GOAL OF THE EXERCISE
Pick out each line of the listing below that contains the string "pole", treating uppercase and lowercase as different, and copy those lines out in full.

STORED DATA
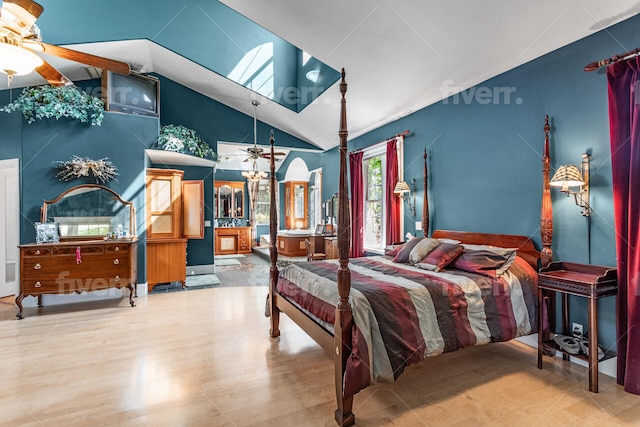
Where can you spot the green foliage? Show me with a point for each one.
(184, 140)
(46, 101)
---
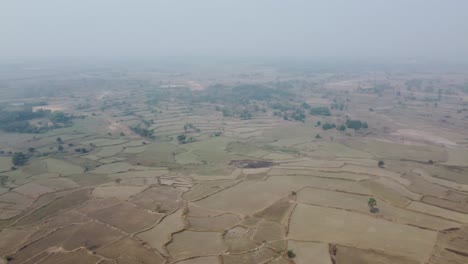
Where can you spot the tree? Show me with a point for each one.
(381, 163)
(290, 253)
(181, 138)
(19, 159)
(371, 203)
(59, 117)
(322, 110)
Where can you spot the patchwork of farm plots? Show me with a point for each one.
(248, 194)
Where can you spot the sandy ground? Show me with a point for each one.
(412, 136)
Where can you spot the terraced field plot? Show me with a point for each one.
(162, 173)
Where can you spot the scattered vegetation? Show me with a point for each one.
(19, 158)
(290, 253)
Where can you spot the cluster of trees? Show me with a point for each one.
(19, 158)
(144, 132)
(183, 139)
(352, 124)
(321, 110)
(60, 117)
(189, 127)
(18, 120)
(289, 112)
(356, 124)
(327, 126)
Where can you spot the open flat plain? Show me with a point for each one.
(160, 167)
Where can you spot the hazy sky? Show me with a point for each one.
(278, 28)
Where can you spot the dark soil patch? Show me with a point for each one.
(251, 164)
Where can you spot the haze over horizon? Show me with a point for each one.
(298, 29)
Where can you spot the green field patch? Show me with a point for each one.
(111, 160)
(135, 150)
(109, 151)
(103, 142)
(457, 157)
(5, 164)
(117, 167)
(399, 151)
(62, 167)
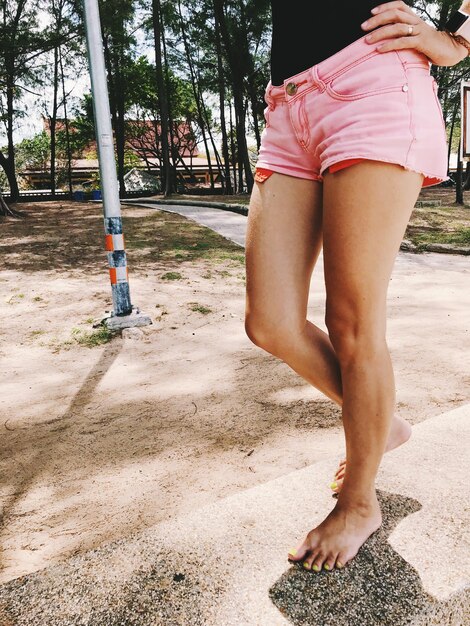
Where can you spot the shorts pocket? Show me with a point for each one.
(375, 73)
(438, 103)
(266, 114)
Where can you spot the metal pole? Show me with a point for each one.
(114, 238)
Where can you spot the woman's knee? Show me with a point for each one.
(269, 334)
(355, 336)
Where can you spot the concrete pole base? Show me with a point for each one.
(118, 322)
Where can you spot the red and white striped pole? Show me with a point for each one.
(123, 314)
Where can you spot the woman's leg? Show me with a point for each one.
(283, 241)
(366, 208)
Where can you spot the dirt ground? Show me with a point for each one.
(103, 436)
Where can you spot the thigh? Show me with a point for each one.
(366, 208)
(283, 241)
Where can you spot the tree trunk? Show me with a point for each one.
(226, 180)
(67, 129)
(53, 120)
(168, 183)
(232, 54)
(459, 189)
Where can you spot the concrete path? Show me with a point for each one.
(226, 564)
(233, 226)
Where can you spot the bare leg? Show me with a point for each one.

RESULT OF THE TASK
Where can you spot the metal pole? Show me with a point for each one.
Where can you spot the concrete pole base? Show me with a point for each one.
Where can you spot the red and white striped pole? Show me with a point for each one.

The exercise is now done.